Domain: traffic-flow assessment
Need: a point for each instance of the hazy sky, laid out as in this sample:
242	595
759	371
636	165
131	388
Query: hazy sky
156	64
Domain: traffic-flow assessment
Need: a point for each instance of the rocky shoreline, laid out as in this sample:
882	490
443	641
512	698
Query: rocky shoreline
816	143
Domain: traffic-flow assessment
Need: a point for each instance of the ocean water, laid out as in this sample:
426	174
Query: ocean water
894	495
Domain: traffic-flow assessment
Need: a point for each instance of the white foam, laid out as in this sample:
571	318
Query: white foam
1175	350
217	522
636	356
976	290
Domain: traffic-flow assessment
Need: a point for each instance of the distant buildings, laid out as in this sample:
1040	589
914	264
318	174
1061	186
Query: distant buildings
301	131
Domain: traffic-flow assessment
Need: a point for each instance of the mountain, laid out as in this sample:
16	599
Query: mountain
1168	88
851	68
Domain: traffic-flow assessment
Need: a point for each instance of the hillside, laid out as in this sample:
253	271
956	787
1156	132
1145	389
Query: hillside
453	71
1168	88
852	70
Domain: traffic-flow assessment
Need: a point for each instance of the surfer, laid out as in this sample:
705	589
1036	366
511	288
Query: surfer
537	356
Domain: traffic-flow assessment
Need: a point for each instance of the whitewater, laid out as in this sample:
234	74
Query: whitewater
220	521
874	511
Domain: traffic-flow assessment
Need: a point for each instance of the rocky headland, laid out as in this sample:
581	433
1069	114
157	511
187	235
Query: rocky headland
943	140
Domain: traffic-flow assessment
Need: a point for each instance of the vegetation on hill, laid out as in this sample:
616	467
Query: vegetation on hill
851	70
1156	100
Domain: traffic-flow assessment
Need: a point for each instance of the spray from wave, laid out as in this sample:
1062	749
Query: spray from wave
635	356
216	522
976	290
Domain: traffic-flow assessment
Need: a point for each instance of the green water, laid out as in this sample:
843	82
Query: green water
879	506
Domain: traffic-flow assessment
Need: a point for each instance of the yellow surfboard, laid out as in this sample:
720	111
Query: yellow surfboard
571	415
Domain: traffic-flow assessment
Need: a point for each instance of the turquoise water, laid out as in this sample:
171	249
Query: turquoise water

> Given task:
Please gather every line in the items above that contains the string "rocky". Case counts, so match it precisely.

> Response to the exercise:
Need: a point for each instance of the rocky shoreline, laid out as in this sample:
Query: rocky shoreline
Need: a point for each instance of the rocky headland, laid out as in this sample:
Query: rocky headland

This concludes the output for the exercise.